YOUR GOAL »
Could you print every record below exactly as it appears?

Stored data entries:
=== Begin Enclosure ===

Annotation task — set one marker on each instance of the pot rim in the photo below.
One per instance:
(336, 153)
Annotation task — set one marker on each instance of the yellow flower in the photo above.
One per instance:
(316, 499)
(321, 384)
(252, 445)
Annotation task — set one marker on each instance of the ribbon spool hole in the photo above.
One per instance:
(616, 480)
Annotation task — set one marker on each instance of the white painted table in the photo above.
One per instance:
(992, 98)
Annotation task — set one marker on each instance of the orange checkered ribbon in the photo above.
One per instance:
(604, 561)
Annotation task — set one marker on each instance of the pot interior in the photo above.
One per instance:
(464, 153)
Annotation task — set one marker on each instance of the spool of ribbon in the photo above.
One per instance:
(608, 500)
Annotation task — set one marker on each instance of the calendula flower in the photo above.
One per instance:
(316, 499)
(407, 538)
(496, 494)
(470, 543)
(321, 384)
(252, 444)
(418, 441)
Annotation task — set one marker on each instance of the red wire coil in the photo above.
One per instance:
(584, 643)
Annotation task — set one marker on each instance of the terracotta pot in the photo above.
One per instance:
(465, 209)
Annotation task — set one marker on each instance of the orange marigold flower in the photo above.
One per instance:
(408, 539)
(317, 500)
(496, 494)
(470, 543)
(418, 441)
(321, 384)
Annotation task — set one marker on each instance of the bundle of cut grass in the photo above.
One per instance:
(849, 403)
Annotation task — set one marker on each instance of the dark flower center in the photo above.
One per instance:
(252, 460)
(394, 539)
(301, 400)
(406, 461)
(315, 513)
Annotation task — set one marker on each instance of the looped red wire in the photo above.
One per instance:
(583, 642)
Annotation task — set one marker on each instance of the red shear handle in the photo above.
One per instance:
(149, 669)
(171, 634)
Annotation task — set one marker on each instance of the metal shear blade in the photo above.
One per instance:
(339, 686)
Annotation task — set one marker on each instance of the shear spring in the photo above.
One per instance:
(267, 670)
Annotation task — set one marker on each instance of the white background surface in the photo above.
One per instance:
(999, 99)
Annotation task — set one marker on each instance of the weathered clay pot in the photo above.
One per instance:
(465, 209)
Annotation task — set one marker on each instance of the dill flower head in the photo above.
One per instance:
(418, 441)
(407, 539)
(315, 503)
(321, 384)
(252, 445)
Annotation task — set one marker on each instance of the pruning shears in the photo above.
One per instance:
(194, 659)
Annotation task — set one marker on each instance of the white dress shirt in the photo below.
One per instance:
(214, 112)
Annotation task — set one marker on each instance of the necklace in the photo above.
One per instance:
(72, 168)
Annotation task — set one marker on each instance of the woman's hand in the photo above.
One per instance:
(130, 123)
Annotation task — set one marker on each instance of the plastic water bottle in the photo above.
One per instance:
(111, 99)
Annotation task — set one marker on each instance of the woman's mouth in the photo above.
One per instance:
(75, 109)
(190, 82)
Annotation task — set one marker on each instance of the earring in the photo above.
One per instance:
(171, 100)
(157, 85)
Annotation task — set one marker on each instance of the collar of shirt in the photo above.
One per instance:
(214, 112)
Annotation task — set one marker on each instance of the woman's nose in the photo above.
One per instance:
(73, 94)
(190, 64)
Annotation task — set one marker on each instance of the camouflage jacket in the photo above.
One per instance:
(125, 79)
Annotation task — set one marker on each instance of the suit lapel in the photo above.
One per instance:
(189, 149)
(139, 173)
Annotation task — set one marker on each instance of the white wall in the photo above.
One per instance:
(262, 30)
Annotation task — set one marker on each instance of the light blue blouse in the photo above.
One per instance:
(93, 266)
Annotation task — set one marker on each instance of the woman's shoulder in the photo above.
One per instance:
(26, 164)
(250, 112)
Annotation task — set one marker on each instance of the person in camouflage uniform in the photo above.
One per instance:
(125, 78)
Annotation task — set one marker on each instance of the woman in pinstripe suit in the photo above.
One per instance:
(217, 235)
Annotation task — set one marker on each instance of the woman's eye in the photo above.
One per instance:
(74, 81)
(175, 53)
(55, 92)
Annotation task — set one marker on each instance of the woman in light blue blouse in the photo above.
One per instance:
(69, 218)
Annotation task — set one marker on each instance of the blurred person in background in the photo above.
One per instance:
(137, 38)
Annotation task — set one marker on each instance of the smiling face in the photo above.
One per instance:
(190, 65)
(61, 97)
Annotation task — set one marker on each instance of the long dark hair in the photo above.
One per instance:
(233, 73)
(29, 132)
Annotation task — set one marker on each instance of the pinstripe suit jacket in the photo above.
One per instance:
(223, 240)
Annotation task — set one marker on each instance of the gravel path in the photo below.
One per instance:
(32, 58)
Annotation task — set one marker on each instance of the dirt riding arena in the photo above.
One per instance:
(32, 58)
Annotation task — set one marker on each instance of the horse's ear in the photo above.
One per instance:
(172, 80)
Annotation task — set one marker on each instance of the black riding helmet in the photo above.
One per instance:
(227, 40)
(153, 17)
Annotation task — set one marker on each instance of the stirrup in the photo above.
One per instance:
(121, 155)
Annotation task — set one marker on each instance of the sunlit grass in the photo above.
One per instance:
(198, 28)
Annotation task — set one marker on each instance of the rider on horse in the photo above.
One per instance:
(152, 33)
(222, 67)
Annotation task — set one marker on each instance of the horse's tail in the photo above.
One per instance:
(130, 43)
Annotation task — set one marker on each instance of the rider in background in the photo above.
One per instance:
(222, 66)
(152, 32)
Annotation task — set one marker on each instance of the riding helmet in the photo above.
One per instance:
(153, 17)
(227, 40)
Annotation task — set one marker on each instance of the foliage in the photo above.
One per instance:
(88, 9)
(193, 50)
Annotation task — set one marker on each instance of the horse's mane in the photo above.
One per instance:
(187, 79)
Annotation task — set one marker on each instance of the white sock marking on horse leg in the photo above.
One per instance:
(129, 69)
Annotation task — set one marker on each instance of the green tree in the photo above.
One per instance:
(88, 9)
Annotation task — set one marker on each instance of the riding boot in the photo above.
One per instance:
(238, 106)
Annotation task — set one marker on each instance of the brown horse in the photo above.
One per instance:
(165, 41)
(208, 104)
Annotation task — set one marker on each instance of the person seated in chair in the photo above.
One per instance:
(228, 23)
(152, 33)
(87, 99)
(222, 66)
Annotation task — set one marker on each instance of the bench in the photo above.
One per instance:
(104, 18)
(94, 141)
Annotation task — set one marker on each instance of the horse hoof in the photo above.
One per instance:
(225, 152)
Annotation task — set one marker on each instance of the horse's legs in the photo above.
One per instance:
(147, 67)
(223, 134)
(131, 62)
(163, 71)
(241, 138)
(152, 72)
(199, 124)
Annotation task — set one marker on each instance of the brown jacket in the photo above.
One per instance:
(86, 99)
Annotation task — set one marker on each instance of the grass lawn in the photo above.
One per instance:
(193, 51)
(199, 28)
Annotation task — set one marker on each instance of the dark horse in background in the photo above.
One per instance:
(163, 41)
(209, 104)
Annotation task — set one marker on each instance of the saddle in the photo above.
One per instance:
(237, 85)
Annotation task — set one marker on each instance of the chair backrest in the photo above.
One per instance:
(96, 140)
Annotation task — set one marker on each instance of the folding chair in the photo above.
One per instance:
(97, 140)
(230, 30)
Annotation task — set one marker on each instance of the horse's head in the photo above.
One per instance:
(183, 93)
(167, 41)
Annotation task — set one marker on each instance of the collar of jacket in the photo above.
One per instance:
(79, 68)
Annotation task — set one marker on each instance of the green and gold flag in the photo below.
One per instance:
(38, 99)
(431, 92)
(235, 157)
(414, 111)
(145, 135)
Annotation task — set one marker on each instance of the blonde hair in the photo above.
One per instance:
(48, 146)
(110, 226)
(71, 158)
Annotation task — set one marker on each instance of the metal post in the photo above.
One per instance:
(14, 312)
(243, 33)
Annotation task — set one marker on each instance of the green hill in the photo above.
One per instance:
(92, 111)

=== End Enclosure ===

TASK SOLUTION »
Annotation task — set one marker on each instance of the pot rim in the photo below.
One per instance:
(336, 153)
Annotation task — set one marker on each instance of the yellow flower in the photo above.
One per instance:
(316, 499)
(321, 384)
(252, 445)
Annotation task — set one marker on each instance of the ribbon spool hole in the photo above.
One per instance:
(616, 480)
Annotation task — set one marker on each instance of the white painted table in the photo above.
One per instance:
(992, 98)
Annotation task — set one marker on each instance of the orange checkered ribbon in the photo above.
One per instance:
(604, 561)
Annotation task — set one marker on each instance of the pot interior in the photo above.
One per instance:
(464, 153)
Annotation task — set one marker on each instance of the spool of ribbon in the photo above.
One per instance:
(608, 500)
Annotation task — set one marker on each instance of the calendula flower in the photo above.
One per instance:
(316, 499)
(407, 538)
(496, 494)
(470, 543)
(321, 384)
(252, 444)
(418, 441)
Annotation task — set one marker on each instance of the red wire coil in the photo above.
One per instance:
(584, 643)
Annotation task — set one marker on each instance of the terracotta pot in the photo above.
One per instance:
(465, 209)
Annotation task — set one marker on each instance of the orange marigold flower in the photo above.
One per instance:
(408, 539)
(317, 500)
(496, 494)
(470, 543)
(418, 441)
(321, 384)
Annotation task — set one marker on each instance of the bundle of cut grass in the photo above.
One per instance:
(849, 403)
Annotation task — set one marker on each instance of the dark flower center in the photo above.
One per instance:
(252, 460)
(394, 539)
(301, 400)
(406, 461)
(315, 513)
Annotation task — set one marker on each instance of the looped red wire in the photo above.
One per instance:
(583, 642)
Annotation task — set one marker on each instance of the red shear handle in the photo above.
One per instance:
(149, 669)
(171, 634)
Annotation task — set one marker on each instance of the metal shear blade in the photo above.
One per instance:
(339, 686)
Annotation task — set one marker on each instance of the shear spring in the photo above.
One per instance:
(267, 670)
Annotation task — set one marker on each instance of the white background surface in the photo above.
One per instance:
(999, 99)
Annotation task — set one marker on each instance of the weathered clay pot in the photo above.
One per instance:
(465, 209)
Annotation task — set one marker on each instance of the dill flower head in the photo above.
One per instance:
(418, 441)
(407, 539)
(315, 503)
(321, 384)
(252, 445)
Annotation task — set one marker on each instance of the pruning shears in the photo above.
One per instance:
(194, 659)
Annotation task — set one marker on each instance of the white dress shirt in the photo below.
One per instance:
(214, 112)
Annotation task — set one marker on each instance of the necklace in the photo above.
One per instance:
(72, 168)
Annotation task — set one marker on each instance of the woman's hand in the photo above.
One per instance:
(130, 123)
Annotation task — set one marker on each instance of the plastic water bottle in the photo above.
One per instance:
(111, 99)
Annotation task — set one marker on each instance of the woman's mouth in the photo above.
One per instance:
(75, 109)
(190, 82)
Annotation task — set one marker on each instance of the earring in the photo above.
One per instance:
(171, 100)
(157, 85)
Annotation task — set one marker on each instance of the collar of shirt in the photo above.
One per instance:
(214, 112)
Annotation task — set one marker on each instance of the woman's nose in the photo above.
One per instance:
(73, 94)
(190, 64)
Annotation task — set one marker on each instance of the camouflage jacket in the photo above.
One per instance:
(125, 79)
Annotation task — set one marker on each instance of the suit lapel in the photo above.
One per instance:
(189, 149)
(139, 173)
Annotation task — set one marker on each instance of the white wall in the photo above.
One per instance:
(262, 30)
Annotation task — set one marker on each instance of the light blue blouse in the photo above.
One per instance:
(93, 266)
Annotation task — set one marker on each instance of the woman's shoulder in the photo above.
One per instance:
(26, 164)
(250, 112)
Annotation task — set one marker on each instance of the person in camouflage uniform in the photo above.
One per instance:
(125, 78)
Annotation task — set one marker on each instance of the woman in pinstripe suit in the photo above.
One per instance:
(217, 235)
Annotation task — set one marker on each instance of the woman's eye in the photo above.
One per instance:
(74, 81)
(175, 53)
(55, 92)
Annotation task — set one marker on each instance of the woman in light blue blouse in the photo above.
One per instance:
(69, 218)
Annotation task — set one marker on each instance of the blurred person in background in the photo above.
One per instance:
(137, 38)
Annotation task — set one marker on each instance of the smiling face in the photo above.
One per instance:
(190, 65)
(61, 97)
Annotation task — set one marker on each instance of the long dark hair in the photo above.
One per instance:
(233, 73)
(29, 132)
Annotation task — set one marker on each instance of the pinstripe suit jacket in the photo above.
One per instance:
(223, 240)
Annotation task — set one marker on each instance of the gravel path in the photo below.
One per instance:
(32, 58)
Annotation task — set one marker on each instance of the dirt riding arena in the photo above.
One per instance:
(32, 58)
Annotation task — set one marker on each instance of the horse's ear in the photo above.
One per instance:
(172, 80)
Annotation task — set one marker on each instance of the black riding helmet in the photo above.
One per instance:
(227, 40)
(153, 17)
Annotation task — set one marker on each instance of the stirrup in the photo above.
One per instance:
(121, 155)
Annotation task — set one marker on each instance of the sunlit grass in the photo above.
One per instance:
(198, 28)
Annotation task — set one marker on each instance of the rider on horse in the photo above.
One per instance:
(152, 33)
(222, 67)
Annotation task — set one marker on each instance of the horse's tail in the photo above.
One per instance:
(130, 43)
Annotation task — set one marker on each instance of the rider in background in the photo above.
One per instance:
(222, 66)
(152, 32)
Annotation task — set one marker on each instance of the riding helmet in the photo above.
One per instance:
(153, 17)
(227, 40)
Annotation task — set one marker on each instance of the foliage in the photo above.
One per instance:
(88, 9)
(193, 50)
Annotation task — set one marker on each instance of the horse's mane in the photo above.
One per instance:
(187, 79)
Annotation task — set one marker on each instance of the white sock marking on horse leg in the photo above.
One per instance:
(129, 69)
Annotation task — set one marker on each instance of the green tree in the photo above.
One per instance:
(88, 9)
Annotation task — set one marker on each instance of the riding boot in the photo above.
One per instance:
(238, 106)
Annotation task — set one marker on each instance of the brown horse in the photo above.
One per instance:
(165, 41)
(208, 104)
Annotation task — set one marker on each instance of the person seated in chair in the photo above.
One per instance:
(228, 23)
(152, 33)
(87, 99)
(222, 66)
Annotation task — set one marker on each instance of the bench in the photo above.
One per instance:
(104, 18)
(94, 141)
Annotation task — set one marker on each instance of the horse hoof in the photo above.
One per instance:
(225, 152)
Annotation task — set one marker on each instance of the horse's legs in the photo above.
One per instance:
(147, 67)
(223, 134)
(131, 62)
(163, 71)
(241, 138)
(152, 72)
(199, 124)
Annotation task — set one marker on each instance of the brown jacket in the photo above.
One per instance:
(86, 99)
Annotation task — set one marker on each instance of the grass lawn in the photo above.
One per instance:
(193, 51)
(199, 28)
Annotation task — set one marker on each instance of the dark horse in background in the photo above.
One per instance:
(163, 41)
(209, 104)
Annotation task — set one marker on each instance of the saddle in the photo above.
One per instance:
(237, 85)
Annotation task — set one marker on each instance of the chair backrest in the photo above.
One per instance:
(96, 140)
Annotation task — set one marker on each instance of the folding chair in the photo above.
One per instance:
(97, 140)
(230, 30)
Annotation task — set one marker on each instance of the horse's head in the photo above.
One per instance:
(183, 93)
(167, 41)
Annotation task — set one marker on each instance of the collar of jacket in the photo above.
One per instance:
(79, 68)
Annotation task — set one marker on each instance of the green and gold flag in the photo below.
One per instance:
(38, 99)
(431, 92)
(235, 157)
(414, 111)
(145, 135)
Annotation task — set one marker on each instance of the blonde hair in the photo above.
One per instance:
(48, 146)
(110, 226)
(71, 158)
Annotation task — set one marker on each instance of the metal post in the photo above.
One per instance:
(14, 312)
(243, 33)
Annotation task — set one marker on each instance of the green hill in the photo above.
One per instance:
(92, 111)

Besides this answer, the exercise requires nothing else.